─── Texto apresentado
Aumento do IOF – Insubsistência dos argumentos do governo federal perante o STF

Como se sabe, o Chefe do Poder Executivo, por meio dos Decretos ns. 6.339, de 3-1-2008 e 6.345, de 4-1-2008, elevou as alíquotas do IOF, de modo geral, em 0,38%, além de ter instituído um adicional de idêntico percentual em todas as operações abrangidas pelo IOF, incidindo inclusive sobre aquelas tributadas pela alíquota zero.

Duas Adins foram ajuizadas perante o STF: uma pelo DEM e outra pelo PSDB. Ambas as ações sustentaram o desvio de finalidade mediante a transformação de imposto regulatório em imposto arrecadatório, além de aduzirem afronta ao princípio da isonomia.

O governo, por meio da AGU, sustentou a regularidade da majoração do IOF com base § 1º do art. 153 da CF combinado com a aplicação da Lei nº 6.894/94, porque visa atender aos objetivos das “políticas fiscal, monetária e cambial do governo”.

Em que pese o fato de as iniciais das Adins não terem se aprofundado no exame da tese do desvio de finalidade, os argumentos do governo são inconsistentes como se verá.
──────
─── Linhas de dados
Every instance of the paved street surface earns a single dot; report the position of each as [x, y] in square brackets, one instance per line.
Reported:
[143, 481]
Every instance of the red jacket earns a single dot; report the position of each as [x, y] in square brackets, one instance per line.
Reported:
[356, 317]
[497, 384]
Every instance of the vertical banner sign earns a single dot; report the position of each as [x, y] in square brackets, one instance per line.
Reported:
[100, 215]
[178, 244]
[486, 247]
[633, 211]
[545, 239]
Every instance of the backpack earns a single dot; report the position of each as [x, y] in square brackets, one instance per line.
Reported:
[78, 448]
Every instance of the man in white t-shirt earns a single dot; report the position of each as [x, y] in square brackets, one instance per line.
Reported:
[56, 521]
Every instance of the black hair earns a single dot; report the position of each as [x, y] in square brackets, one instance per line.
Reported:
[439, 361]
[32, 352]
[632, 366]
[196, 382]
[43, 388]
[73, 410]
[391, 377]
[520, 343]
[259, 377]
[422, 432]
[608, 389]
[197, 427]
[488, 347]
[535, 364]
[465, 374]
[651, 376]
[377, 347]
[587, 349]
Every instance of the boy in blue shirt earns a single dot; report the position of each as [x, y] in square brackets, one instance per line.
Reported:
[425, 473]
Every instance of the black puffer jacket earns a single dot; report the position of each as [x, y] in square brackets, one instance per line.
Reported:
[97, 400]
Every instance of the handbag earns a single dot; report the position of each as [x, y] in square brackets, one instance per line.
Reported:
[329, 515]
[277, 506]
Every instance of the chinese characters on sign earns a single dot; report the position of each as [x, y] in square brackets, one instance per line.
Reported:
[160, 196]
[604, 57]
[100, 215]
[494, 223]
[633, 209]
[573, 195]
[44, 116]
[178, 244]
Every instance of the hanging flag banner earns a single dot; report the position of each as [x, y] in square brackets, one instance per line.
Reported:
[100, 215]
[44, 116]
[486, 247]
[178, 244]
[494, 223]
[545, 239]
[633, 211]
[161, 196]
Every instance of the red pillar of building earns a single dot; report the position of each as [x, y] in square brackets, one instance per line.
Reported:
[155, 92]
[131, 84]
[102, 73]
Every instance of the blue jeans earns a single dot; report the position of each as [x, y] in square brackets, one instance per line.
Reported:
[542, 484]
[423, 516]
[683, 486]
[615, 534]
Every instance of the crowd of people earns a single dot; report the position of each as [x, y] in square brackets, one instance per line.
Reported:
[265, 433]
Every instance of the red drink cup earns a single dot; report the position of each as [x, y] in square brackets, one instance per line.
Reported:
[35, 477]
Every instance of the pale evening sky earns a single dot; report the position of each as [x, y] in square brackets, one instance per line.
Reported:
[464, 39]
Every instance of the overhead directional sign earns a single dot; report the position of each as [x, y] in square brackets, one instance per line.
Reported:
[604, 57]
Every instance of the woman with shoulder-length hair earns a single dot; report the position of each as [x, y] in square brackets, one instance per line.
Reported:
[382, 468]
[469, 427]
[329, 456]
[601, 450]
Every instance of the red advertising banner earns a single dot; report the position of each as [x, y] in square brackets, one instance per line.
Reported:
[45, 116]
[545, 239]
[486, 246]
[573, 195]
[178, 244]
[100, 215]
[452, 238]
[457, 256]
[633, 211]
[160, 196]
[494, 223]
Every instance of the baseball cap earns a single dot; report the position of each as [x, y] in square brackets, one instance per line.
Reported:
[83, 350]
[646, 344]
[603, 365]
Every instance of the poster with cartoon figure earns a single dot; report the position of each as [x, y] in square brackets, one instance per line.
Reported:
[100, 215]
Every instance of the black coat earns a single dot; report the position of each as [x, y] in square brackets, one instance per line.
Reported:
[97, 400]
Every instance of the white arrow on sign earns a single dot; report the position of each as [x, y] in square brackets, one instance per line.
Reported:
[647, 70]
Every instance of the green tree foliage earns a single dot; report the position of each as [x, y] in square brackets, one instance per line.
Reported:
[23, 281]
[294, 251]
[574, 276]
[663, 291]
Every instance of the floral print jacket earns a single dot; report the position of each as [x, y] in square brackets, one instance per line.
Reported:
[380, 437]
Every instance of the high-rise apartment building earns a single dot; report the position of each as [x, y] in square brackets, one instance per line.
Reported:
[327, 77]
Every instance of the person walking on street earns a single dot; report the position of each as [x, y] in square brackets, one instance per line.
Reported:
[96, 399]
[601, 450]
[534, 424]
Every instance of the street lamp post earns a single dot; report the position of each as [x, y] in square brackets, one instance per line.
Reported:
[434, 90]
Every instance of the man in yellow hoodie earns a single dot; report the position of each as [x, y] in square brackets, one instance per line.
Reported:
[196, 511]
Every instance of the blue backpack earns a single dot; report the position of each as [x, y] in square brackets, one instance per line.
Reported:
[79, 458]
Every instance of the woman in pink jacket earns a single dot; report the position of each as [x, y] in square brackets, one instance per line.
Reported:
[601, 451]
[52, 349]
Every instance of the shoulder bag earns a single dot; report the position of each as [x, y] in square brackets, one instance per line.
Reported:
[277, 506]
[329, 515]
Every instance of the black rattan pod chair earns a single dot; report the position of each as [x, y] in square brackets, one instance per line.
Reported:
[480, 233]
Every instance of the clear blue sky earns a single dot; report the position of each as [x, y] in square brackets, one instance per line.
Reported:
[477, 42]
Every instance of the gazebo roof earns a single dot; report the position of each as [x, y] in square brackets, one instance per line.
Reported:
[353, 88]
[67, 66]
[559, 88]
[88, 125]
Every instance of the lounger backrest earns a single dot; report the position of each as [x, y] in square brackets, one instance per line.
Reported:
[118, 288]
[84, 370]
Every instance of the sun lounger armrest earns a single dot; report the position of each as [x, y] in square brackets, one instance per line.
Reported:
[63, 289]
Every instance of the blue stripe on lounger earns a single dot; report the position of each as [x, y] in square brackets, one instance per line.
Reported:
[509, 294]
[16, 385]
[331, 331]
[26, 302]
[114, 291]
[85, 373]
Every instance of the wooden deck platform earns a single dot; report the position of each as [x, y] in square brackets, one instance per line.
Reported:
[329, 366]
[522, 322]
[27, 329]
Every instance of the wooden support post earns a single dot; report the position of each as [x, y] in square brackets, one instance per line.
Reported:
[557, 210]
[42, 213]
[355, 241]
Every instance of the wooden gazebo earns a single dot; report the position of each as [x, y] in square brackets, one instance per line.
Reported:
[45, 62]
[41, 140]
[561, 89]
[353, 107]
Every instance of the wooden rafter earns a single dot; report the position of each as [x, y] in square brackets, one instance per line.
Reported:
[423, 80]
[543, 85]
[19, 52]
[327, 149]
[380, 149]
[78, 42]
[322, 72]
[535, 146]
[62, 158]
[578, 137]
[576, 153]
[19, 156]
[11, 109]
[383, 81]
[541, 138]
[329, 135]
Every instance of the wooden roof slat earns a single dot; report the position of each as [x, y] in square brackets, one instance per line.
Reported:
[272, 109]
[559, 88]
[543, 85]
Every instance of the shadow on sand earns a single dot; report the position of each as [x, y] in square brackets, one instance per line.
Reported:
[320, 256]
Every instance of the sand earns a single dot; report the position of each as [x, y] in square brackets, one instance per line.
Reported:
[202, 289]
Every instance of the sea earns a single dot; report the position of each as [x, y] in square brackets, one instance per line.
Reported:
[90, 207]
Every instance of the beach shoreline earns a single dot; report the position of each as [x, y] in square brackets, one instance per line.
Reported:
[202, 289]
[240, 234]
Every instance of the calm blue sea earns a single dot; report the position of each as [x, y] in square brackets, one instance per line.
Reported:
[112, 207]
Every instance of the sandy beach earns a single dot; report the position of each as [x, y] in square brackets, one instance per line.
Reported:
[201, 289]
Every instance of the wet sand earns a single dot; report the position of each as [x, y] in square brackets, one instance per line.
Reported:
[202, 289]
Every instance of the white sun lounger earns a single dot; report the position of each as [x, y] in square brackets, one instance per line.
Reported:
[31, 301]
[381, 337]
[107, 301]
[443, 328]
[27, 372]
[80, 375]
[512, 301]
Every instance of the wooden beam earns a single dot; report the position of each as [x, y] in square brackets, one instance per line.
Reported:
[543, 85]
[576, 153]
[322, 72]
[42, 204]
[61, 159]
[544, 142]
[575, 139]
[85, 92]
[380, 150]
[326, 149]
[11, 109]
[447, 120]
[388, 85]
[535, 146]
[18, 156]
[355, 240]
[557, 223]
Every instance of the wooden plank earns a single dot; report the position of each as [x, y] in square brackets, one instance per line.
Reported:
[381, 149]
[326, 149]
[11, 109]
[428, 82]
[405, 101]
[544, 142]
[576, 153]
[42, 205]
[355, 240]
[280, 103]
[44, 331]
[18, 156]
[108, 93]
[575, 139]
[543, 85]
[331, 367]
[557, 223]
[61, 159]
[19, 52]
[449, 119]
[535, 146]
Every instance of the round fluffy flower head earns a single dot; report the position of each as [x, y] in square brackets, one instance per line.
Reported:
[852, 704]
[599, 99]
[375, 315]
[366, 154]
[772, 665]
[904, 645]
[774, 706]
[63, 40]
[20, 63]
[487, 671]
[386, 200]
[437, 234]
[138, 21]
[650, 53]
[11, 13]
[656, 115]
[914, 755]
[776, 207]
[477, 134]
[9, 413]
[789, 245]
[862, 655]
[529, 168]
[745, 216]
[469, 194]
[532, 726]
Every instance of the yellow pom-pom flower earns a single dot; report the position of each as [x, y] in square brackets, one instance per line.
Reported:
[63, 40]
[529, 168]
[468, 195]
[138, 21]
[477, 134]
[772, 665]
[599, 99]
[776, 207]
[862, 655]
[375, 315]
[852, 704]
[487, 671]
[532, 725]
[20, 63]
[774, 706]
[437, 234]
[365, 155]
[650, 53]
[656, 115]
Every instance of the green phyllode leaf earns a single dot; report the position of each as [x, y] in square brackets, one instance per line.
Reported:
──────
Requisitos:
1) Redigite o trecho do texto sobre o aumento do IOF entre "Duas Adins foram" e "como se verá.", inclusive.
2) Com base no texto sobre o aumento do IOF, responda às seguintes perguntas:
(a) Quais partidos ajuizaram as Adins perante o STF?
(b) Em que percentual o Chefe do Poder Executivo elevou as alíquotas do IOF, de modo geral?
(c) Por meio de qual órgão o governo sustentou a regularidade da majoração?
Não é preciso consultar as linhas de dados.

Respostas dos exercícios:
1)
Duas Adins foram ajuizadas perante o STF: uma pelo DEM e outra pelo PSDB. Ambas as ações sustentaram o desvio de finalidade mediante a transformação de imposto regulatório em imposto arrecadatório, além de aduzirem afronta ao princípio da isonomia.

O governo, por meio da AGU, sustentou a regularidade da majoração do IOF com base § 1º do art. 153 da CF combinado com a aplicação da Lei nº 6.894/94, porque visa atender aos objetivos das “políticas fiscal, monetária e cambial do governo”.

Em que pese o fato de as iniciais das Adins não terem se aprofundado no exame da tese do desvio de finalidade, os argumentos do governo são inconsistentes como se verá.

2)
(a) O DEM e o PSDB.
(b) Em 0,38%.
(c) Por meio da AGU.